→ **Do this**:
Copy every line of the listing below, requests included, unchanged. In the answers, scale each x and y coordinate by 2.2 and round to the nearest whole number, with halves rounded up.

────

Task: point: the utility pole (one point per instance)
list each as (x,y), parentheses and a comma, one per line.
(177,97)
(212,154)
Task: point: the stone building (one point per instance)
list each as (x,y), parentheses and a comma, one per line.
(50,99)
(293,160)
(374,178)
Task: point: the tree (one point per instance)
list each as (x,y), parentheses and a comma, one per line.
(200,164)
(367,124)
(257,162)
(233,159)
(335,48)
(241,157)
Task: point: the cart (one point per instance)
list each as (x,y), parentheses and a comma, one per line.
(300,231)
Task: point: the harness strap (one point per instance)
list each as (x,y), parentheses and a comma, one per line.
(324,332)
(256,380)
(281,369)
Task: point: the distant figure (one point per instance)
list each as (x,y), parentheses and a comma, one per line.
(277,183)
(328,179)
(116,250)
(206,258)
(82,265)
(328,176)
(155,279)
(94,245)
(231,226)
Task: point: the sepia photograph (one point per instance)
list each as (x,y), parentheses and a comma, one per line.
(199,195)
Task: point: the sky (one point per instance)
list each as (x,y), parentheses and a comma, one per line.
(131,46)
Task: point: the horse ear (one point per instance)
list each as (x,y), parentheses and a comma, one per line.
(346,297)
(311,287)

────

→ **Result for this exercise**:
Task: point: the utility pole (one point per instance)
list each as (x,y), parentheses and a comma, one per line.
(389,213)
(466,339)
Task: point: the stone building (one point per instance)
list each as (x,y), parentheses and a comma, one per line.
(110,218)
(645,352)
(823,392)
Task: point: the tree (one point per instance)
list each as (x,y), parentheses and a comma, one per line.
(440,361)
(807,273)
(565,356)
(513,350)
(737,106)
(530,345)
Task: point: the cart (one point per instance)
list each as (x,y), parentheses and a comma, one per line.
(660,508)
Task: point: the harness strap (one point per instance)
list each as (x,y), parentheses and a comma, one per line.
(713,730)
(563,836)
(618,812)
Task: point: the distant figure (one point per instance)
list each as (x,y), parentheses and a comma, one per line.
(609,403)
(722,394)
(255,550)
(453,568)
(180,583)
(722,387)
(341,614)
(207,539)
(508,497)
Task: point: the sepia photograph (one point per instance)
list each as (x,y), parentheses and a comma, one per line.
(438,429)
Task: point: the sky (one point per instance)
list each as (x,y), parentheses and a comma, one per line.
(288,101)
Task: point: the horse ear (one point per instance)
list each as (x,y), parentheses and a comma, one per line.
(761,653)
(684,631)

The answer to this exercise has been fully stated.